### EXCERPTED PASSAGE:
►
Ross Amico

Program Host

Ross Amico is program host, and host of Picture Perfect which airs Saturdays at 6 pm and The Lost Chord which airs Sundays at 10 pm.

Ross has been involved in radio broadcasting since 1986.  He spent nearly ten years in community radio, after phoning in to a request show and being told he knew more about classical music than the program director.  During that time, his shows originated from WMUH Allentown (the radio station of Muhlenberg College) and nearby WXLV Schnecksville (at Lehigh-Carbon Community College).  He made his WWFM debut in September of 1995, while in the process of opening an antiquarian book business, Famulus Books, in Philadelphia.  His broadcasts have also been heard on WRTI Philadelphia and WPRB Princeton.
◄
### AIM OF THE EXERCISE:
Resume the biography of radio host Ross Amico, starting right after its last sentence.

### Extracted records:
►
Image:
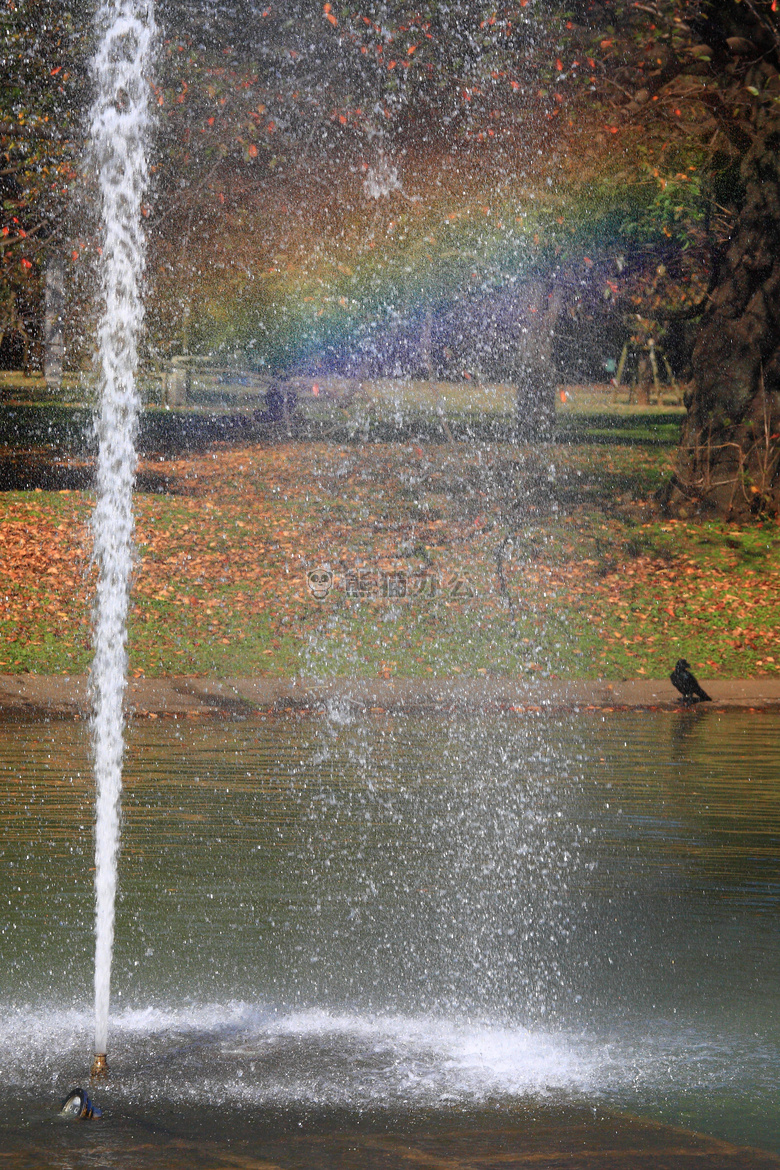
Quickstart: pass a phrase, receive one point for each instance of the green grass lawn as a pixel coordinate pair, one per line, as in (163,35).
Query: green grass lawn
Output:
(593,582)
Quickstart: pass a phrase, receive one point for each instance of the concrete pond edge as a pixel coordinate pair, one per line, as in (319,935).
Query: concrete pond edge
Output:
(34,696)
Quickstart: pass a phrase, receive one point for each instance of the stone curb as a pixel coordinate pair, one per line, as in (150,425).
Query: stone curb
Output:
(29,696)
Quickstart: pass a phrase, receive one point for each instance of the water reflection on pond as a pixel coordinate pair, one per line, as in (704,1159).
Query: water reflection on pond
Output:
(405,914)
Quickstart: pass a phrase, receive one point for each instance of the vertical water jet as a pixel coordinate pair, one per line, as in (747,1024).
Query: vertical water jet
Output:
(119,131)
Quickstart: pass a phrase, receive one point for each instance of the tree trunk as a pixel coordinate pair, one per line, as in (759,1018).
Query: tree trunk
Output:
(54,322)
(729,460)
(533,370)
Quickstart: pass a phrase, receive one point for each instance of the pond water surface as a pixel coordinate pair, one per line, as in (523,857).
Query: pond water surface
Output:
(425,917)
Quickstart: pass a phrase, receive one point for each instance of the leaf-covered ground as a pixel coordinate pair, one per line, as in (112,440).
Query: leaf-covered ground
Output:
(589,582)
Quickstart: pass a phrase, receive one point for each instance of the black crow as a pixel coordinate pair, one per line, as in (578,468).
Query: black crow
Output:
(684,680)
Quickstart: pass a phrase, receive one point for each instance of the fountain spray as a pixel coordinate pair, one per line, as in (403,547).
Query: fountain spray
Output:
(119,130)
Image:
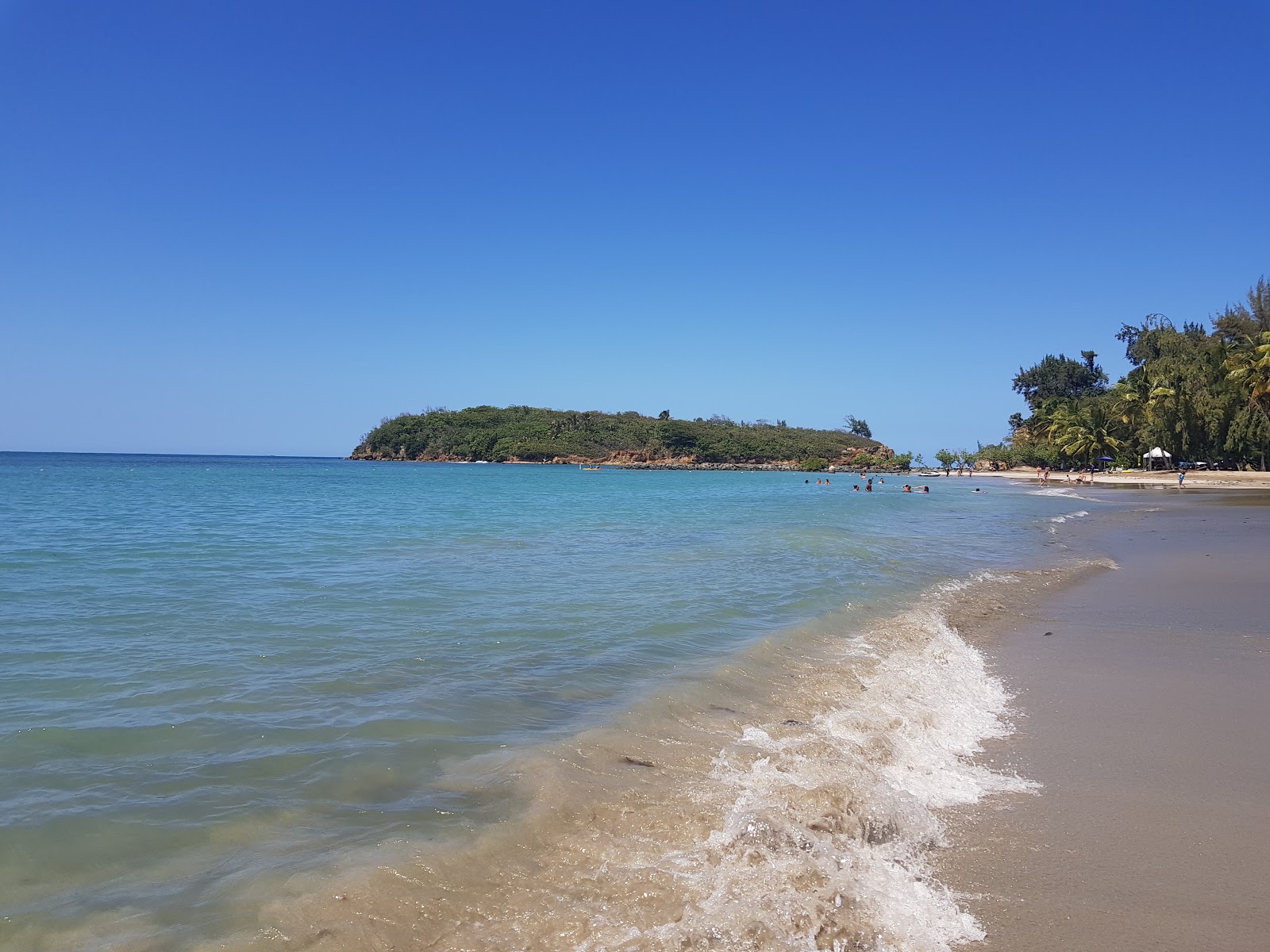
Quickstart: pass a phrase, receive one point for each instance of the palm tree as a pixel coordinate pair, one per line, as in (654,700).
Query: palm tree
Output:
(1250,366)
(1086,435)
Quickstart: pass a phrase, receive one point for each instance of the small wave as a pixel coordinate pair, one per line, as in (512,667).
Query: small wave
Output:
(1062,493)
(793,805)
(1077,514)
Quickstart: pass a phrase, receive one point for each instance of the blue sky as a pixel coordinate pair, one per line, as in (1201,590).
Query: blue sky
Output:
(256,228)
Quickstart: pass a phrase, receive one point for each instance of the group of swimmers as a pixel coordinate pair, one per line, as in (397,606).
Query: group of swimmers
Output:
(1043,476)
(868,480)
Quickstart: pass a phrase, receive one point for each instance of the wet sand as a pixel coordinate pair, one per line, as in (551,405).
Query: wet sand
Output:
(1146,717)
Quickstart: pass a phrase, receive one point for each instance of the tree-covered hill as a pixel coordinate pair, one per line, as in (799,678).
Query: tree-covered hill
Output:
(535,435)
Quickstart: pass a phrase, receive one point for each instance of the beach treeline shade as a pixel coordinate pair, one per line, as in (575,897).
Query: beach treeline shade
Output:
(1203,393)
(537,435)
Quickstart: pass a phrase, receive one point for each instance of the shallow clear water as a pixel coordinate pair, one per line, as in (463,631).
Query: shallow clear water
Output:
(216,670)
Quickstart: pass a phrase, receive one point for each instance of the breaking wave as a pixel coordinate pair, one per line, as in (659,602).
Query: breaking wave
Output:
(787,801)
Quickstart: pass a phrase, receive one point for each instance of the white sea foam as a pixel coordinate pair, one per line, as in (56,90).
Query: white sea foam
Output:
(1077,514)
(850,804)
(1064,493)
(799,835)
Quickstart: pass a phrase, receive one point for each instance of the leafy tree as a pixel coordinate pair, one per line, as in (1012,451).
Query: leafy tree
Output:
(1060,378)
(1250,366)
(857,427)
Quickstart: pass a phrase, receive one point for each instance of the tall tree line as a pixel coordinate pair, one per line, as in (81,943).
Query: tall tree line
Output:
(1203,393)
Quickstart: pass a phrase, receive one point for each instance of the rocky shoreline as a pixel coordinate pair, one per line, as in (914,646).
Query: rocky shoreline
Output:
(624,463)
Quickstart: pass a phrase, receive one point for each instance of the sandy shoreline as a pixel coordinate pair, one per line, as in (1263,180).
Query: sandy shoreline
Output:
(1218,479)
(1145,708)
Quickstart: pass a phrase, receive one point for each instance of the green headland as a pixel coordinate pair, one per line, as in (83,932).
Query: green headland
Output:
(531,435)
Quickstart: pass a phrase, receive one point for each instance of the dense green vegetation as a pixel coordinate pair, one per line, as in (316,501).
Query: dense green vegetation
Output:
(533,435)
(1202,393)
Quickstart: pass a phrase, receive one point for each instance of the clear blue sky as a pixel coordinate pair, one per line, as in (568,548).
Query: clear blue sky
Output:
(258,228)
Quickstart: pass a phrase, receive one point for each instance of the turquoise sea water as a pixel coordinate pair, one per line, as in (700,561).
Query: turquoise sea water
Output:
(217,670)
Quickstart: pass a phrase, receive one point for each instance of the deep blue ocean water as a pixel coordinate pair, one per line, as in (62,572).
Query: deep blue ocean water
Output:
(215,670)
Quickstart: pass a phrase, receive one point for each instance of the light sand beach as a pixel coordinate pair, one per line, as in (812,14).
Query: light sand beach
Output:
(1216,479)
(1145,700)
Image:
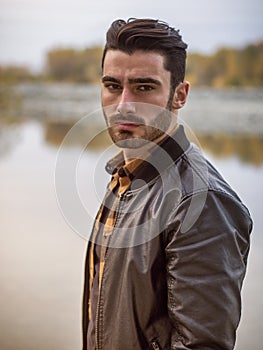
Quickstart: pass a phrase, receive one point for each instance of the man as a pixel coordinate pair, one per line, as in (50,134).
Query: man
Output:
(168,251)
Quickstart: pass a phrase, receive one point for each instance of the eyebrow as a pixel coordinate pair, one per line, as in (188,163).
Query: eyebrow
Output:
(145,80)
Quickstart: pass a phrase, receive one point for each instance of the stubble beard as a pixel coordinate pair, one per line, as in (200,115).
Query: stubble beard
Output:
(131,140)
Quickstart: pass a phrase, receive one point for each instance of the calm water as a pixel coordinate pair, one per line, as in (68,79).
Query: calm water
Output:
(42,252)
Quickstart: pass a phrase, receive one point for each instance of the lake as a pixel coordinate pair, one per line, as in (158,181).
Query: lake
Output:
(43,241)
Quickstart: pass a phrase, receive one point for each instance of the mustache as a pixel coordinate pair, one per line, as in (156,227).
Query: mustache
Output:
(131,118)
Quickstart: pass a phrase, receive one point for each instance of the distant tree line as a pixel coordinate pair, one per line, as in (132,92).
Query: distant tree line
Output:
(226,67)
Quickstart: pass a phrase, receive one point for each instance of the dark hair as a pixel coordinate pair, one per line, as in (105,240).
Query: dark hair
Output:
(149,35)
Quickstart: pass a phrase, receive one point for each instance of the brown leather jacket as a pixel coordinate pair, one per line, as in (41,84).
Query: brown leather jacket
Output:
(176,260)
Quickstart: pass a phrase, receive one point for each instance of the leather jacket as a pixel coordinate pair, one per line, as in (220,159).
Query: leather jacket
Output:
(176,259)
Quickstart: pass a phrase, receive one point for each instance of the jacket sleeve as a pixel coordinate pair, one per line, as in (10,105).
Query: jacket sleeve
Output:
(206,265)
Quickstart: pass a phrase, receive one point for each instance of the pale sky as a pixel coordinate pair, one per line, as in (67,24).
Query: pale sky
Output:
(29,28)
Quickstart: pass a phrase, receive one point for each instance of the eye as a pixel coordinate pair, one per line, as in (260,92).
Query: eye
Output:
(145,87)
(112,86)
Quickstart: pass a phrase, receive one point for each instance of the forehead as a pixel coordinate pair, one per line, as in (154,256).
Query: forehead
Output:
(139,63)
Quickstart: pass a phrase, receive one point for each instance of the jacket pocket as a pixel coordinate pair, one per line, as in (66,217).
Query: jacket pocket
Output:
(154,345)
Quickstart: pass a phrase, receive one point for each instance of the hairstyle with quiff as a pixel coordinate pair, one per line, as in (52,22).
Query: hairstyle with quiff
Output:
(149,35)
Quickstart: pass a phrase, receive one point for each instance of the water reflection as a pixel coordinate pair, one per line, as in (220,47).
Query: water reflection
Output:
(42,259)
(247,148)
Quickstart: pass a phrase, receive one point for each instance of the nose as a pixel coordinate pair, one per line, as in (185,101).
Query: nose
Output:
(126,103)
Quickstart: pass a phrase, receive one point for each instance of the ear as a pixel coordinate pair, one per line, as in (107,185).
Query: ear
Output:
(180,95)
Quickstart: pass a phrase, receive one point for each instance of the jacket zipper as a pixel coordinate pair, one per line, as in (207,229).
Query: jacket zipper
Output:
(97,321)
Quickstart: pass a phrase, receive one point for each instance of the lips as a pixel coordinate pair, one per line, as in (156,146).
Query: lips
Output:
(124,125)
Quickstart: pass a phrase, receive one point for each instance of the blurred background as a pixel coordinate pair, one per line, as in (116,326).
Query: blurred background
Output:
(50,53)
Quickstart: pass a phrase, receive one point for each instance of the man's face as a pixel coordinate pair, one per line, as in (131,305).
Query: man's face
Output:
(135,95)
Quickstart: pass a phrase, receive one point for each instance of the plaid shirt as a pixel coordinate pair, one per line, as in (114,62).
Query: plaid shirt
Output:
(123,173)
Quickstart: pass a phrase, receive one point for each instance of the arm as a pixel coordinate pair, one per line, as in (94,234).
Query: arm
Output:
(205,270)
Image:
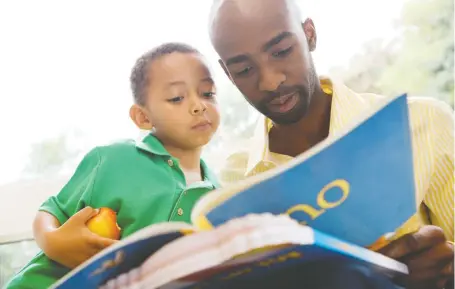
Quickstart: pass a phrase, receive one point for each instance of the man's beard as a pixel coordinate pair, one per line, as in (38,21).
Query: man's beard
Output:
(292,116)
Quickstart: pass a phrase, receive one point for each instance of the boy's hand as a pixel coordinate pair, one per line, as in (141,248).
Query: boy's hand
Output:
(428,256)
(73,243)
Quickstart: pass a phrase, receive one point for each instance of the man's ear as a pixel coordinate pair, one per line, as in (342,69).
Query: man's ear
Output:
(310,33)
(226,71)
(140,117)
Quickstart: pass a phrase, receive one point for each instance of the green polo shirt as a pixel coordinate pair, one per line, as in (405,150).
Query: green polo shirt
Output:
(138,180)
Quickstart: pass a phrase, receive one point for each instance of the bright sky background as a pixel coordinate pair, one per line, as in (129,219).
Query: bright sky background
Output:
(65,64)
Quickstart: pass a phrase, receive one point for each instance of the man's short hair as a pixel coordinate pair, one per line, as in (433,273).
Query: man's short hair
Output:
(140,80)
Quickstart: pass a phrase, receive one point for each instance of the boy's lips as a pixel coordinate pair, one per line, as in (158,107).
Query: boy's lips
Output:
(203,125)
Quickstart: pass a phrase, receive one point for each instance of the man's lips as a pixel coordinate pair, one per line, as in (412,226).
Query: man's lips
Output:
(284,103)
(281,99)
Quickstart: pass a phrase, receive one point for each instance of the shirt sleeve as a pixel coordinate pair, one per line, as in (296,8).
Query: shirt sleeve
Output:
(439,198)
(77,192)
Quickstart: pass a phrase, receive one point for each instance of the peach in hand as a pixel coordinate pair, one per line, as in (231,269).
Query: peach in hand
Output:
(105,224)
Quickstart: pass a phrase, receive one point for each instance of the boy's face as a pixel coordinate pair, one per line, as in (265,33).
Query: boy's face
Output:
(181,100)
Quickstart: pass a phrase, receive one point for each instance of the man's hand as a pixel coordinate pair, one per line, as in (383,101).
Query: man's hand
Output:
(428,256)
(73,243)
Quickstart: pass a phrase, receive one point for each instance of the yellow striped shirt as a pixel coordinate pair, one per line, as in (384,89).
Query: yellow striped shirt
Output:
(433,147)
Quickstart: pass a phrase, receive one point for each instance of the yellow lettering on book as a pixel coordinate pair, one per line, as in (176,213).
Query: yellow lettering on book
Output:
(237,273)
(322,202)
(280,259)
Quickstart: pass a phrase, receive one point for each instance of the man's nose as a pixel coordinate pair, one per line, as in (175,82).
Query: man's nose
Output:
(270,79)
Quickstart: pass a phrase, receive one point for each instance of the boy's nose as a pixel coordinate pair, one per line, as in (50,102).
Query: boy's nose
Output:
(198,110)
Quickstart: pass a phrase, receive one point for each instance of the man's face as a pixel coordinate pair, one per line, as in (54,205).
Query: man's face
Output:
(264,50)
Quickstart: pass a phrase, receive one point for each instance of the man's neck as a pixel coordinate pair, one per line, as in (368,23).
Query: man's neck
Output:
(296,138)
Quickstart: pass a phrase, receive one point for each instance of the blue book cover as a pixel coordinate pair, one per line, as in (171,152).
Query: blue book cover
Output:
(357,186)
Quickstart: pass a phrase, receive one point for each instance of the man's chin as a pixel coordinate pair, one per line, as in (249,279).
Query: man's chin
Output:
(289,117)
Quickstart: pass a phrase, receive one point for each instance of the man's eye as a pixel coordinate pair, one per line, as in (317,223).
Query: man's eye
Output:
(176,99)
(282,53)
(209,94)
(244,72)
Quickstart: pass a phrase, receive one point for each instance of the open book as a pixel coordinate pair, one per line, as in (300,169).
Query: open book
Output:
(324,207)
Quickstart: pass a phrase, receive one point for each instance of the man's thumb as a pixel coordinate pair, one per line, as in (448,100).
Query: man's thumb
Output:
(84,215)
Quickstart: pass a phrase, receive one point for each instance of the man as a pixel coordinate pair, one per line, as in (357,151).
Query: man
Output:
(265,50)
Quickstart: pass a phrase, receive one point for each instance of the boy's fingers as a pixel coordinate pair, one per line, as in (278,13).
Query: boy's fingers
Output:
(100,242)
(84,215)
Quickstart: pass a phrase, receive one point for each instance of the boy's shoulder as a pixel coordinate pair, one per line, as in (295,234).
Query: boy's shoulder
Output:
(117,151)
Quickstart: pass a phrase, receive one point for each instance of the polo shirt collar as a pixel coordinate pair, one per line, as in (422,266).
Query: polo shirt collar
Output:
(151,144)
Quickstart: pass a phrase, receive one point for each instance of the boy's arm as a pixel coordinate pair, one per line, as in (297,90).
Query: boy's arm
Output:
(65,239)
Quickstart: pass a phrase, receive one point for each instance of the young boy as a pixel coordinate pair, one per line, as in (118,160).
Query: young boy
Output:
(155,180)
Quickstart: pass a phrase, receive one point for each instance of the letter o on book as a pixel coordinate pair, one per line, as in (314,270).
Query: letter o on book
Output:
(341,184)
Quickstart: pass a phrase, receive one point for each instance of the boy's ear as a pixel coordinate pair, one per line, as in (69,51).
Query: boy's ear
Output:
(225,70)
(140,117)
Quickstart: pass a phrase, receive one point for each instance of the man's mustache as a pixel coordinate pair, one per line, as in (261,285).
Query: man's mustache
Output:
(279,92)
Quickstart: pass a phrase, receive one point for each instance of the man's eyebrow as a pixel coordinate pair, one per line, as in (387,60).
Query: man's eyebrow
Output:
(237,59)
(275,40)
(208,79)
(174,83)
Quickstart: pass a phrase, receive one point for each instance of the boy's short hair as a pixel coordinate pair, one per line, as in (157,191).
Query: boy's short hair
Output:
(139,79)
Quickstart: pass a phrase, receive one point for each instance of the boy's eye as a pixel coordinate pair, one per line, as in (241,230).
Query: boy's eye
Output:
(244,71)
(210,94)
(282,53)
(176,99)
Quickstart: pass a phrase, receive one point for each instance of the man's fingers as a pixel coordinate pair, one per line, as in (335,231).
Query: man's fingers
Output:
(426,237)
(83,215)
(439,257)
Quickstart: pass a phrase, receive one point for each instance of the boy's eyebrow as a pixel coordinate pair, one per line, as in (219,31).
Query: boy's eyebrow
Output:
(208,79)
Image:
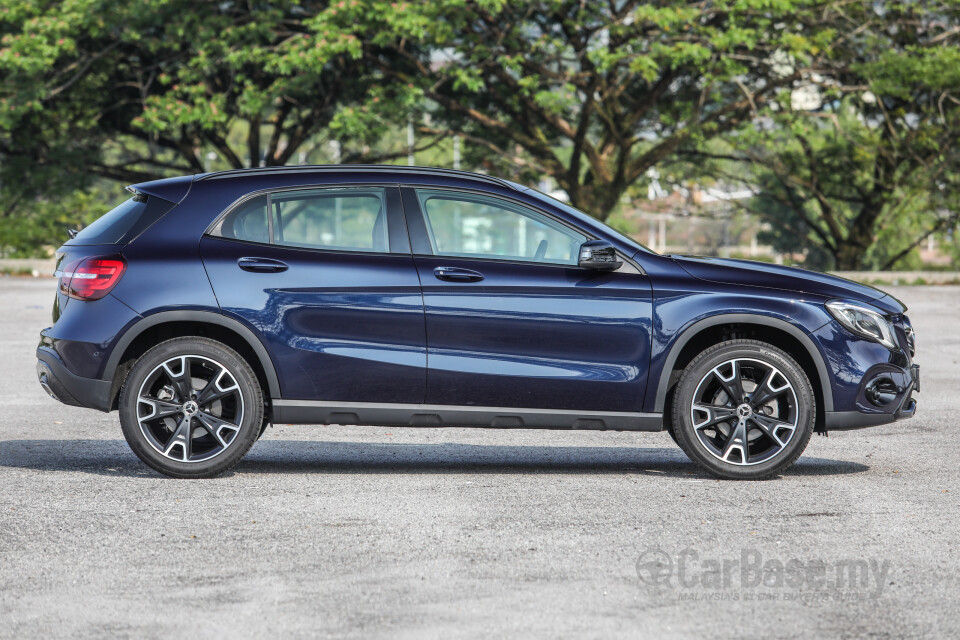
◄
### SOLVED EXERCISE:
What he finds most enjoyable about his work in radio is putting together interesting programs and sharing music perhaps unfamiliar to his audiences.  It is his philosophy that a skillful juxtaposition of the familiar and the new can set off both to advantage.  His pre-produced shows, Picture Perfect and The Lost Chord, allow him to explore the world of film music and seldom-heard composers and recordings.  His music articles, which appear every Friday in the Times of Trenton, celebrate the local and regional arts scene.

Interview subjects have included Leon Bates, Stephanie Blythe, Cameron Carpenter, Barry Douglas, JoAnn Falletta, Leon Fleisher, Sir John Eliot Gardiner, Christopher Lyndon-Gee, Kirill Gerstein, Philippe Graffin, Marc-André Hamelin, Sharon Isbin, Leila Josefowicz, Awadagin Pratt, Lara St. John, Peter Schickele, Orli Shaham, Caroline Shaw, Chris Thile, Dawn Upshaw, Pinchas Zukerman, and Christopher Walken.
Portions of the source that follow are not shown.